● **Texto fornecido**
━━━━━━━━━━━━━━━━

Parecer em Ação Direta de Inconstitucionalidade

 

Autos nº 0065361-47.2012.8.26.0000

Requerente: Prefeito Municipal de Cosmorama

Objeto: inconstitucionalidade da Lei Municipal nº 2.669, de 09 de dezembro de 2011, de Cosmorama

 

Ementa:

1)      Ação direta de inconstitucionalidade. Lei Municipal 2.669, de 09 de dezembro de 2011, de Cosmorama, fruto de iniciativa parlamentar, que “autoriza o Poder Executivo a conceder aos servidores em geral do município de Cosmorama 06 (seis) faltas abonadas durante cada exercício financeiro”.

2)      Regime jurídico do funcionalismo municipal. Matéria incluída na iniciativa exclusiva do Chefe do Executivo (art. 24, § 2º, n. 4 da Constituição do Estado, aplicável por força do art. 144 da mesma Carta).

3)      Inconstitucionalidade reconhecida.

 

Colendo Órgão Especial

Senhor Desembargador Relator

 

Trata-se de ação direta de inconstitucionalidade proposta pelo Senhor Prefeito Municipal de Cosmorama, tendo como alvo a Lei Municipal 2.669, de 09 de dezembro de 2011, de Cosmorama, fruto de iniciativa parlamentar, que “autoriza o Poder Executivo a conceder aos servidores em geral do município de Cosmorama 06 (seis) faltas abonadas durante cada exercício financeiro”.

Alega o autor a inconstitucionalidade em função, em suma (a) do vício de iniciativa, (b) violação da separação de poderes e (c) ausência de interesse público na concessão do benefício.

Foi concedida a liminar, determinando-se a suspensão do ato normativo impugnado (fls. 22/23).

Citado (fls. 31), o Senhor Procurador-Geral do Estado declinou de oferecer defesa relativamente ao ato normativo (fls. 33/35).

A Câmara Municipal deixou de prestar informações (fls. 36).

É o relato do essencial.

A Lei Municipal 2.669, de 09 de dezembro de 2011, de Cosmorama, fruto de iniciativa parlamentar, que “autoriza o Poder Executivo a conceder aos servidores em geral do município de Cosmorama 06 (seis) faltas abonadas durante cada exercício financeiro”, tem a seguinte redação:

“(...)

Art. 1º. Fica o Poder Executivo autorizado a conceder aos servidores em geral do Município de Cosmorama 06 (seis) faltas abonadas durante cada exercício financeiro.

§ 1º. Considera-se falta abonada aquela que não acarretará prejuízo e nenhuma ordem ao servidor, sendo o dia considerado para todos os efeitos legais.

§ 2º. O servidor poderá abonar apenas uma falta por mês não podendo ser trocado por dia de falta regular ou mesmo transformando em pecúnia.

§ 3º. As faltas abonadas e não tiradas em um exercício financeiro não serão acumuladas em nenhuma hipótese para o exercício seguinte.

Art. 2º. Para ter direito a tal benefício o servidor deverá comunicar seu superior imediato à data que usufruirá com no mínimo 03 (três) dias de antecedência.

Parágrafo único. A comunicação poderá ser escrita ou simplesmente verbal, dependendo da orientação do chefe de cada setor.

Art. 3º. O Poder Executivo regulamentará a presente lei, no que couber, no prazo de até 60 (sessenta) dias, contados da data de sua publicação.

━━━━━━━━━━━━━━━━

● **Itens fornecidos**
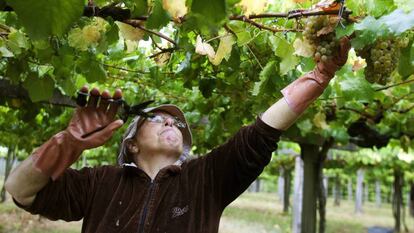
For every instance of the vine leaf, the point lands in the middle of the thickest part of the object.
(56, 16)
(129, 32)
(176, 8)
(253, 6)
(302, 48)
(406, 64)
(158, 18)
(209, 12)
(224, 49)
(204, 48)
(39, 88)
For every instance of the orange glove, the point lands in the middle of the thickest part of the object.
(90, 127)
(303, 91)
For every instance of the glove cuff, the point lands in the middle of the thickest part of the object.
(57, 154)
(304, 90)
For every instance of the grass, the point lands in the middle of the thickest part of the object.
(251, 212)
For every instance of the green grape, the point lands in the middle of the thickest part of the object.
(381, 58)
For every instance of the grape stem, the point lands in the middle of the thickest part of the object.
(395, 84)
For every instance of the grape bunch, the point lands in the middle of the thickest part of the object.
(321, 36)
(381, 58)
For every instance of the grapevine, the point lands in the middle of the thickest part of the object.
(382, 58)
(320, 35)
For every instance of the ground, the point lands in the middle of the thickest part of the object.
(251, 212)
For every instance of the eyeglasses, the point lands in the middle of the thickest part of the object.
(161, 119)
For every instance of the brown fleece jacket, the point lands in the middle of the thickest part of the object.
(186, 199)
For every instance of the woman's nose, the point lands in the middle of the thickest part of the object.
(169, 122)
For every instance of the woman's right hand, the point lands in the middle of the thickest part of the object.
(94, 124)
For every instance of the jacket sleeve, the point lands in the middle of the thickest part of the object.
(233, 166)
(66, 198)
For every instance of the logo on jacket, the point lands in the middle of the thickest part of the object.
(177, 211)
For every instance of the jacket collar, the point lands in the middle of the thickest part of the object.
(171, 170)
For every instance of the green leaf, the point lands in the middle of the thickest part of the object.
(284, 50)
(267, 79)
(406, 62)
(356, 88)
(347, 31)
(91, 68)
(39, 88)
(305, 126)
(367, 32)
(212, 12)
(96, 73)
(112, 35)
(158, 18)
(377, 8)
(243, 38)
(398, 21)
(140, 8)
(17, 41)
(49, 17)
(288, 63)
(206, 86)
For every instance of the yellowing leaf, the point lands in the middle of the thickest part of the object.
(253, 6)
(176, 8)
(91, 34)
(303, 48)
(204, 48)
(75, 39)
(131, 45)
(162, 59)
(320, 120)
(224, 49)
(129, 32)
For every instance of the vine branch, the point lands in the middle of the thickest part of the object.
(395, 84)
(135, 23)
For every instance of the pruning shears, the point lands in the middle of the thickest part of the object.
(124, 111)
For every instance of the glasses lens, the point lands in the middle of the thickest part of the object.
(162, 119)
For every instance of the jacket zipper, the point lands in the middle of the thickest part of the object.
(144, 214)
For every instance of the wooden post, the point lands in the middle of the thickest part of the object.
(310, 155)
(359, 191)
(297, 196)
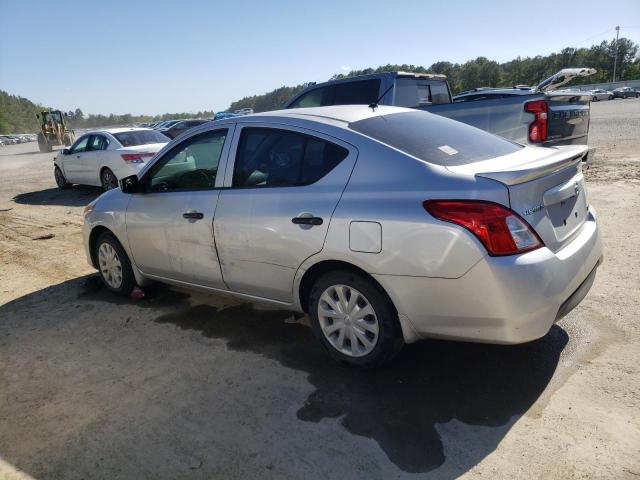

━━━━━━━━━━━━━━━━

● **Tarefa**
Continue o parecer sobre a Lei Municipal 2.669 de Cosmorama a partir do ponto em que ele termina. Os itens provêm de uma fonte diferente da do texto.

● **Resultado a seguir**
Art. 4º. Fica estendido aos servidores do Poder Legislativo o benefício previsto na presente lei.

Art. 5º. As despesas decorrerão da execução desta lei correrão por conta das dotações orçamentárias próprias do orçamento vigente, suplementadas se necessário.

Art. 6º Esta lei entrará em vigor na data de sua publicação, revogando-se às demais disposições em contrário.

(...)” (sic)

Não há como negar que a matéria veiculada na lei diz respeito ao regime jurídico do funcionalismo municipal, por tratar da concessão de faltas abonadas aos servidores do Município de Cosmorama, bem como dos procedimentos para a fruição de tal benefício e das consequências relativamente a tais faltas.

Essa observação é suficiente para demonstrar que a iniciativa nessa matéria é privativa do Chefe do Executivo Municipal.

Não se trata de saber, venia concessa, se a opção do legislador local foi adequada ou não, se a diretriz contida na norma já decorre de outros preceitos normativos ou não, e assim por diante.

Cuida-se simplesmente de observar que para alterar a disciplina normativa dos servidores municipais é necessário que o próprio Prefeito provoque a instauração do processo legislativo.

É manifesta, nesse caso, a não observância da reserva de iniciativa do Chefe do Executivo local para a edição de lei modificando o regime jurídico do funcionalismo municipal, nos termos do art. 24, § 2º, n. 4 da Constituição do Estado, aplicável aos Municípios por força do art. 144 da mesma Carta.

O Col. STF, interpretando e aplicando dispositivo análogo constante na Constituição da República, o art. 61, § 1º, II, c, do qual o preceito antes indicado da Constituição do Estado é mera reprodução, reiteradamente tem declarado a inconstitucionalidade de leis que tratam de regime jurídico do funcionalismo desrespeitando a reserva de iniciativa.

Confira-se:

“(...)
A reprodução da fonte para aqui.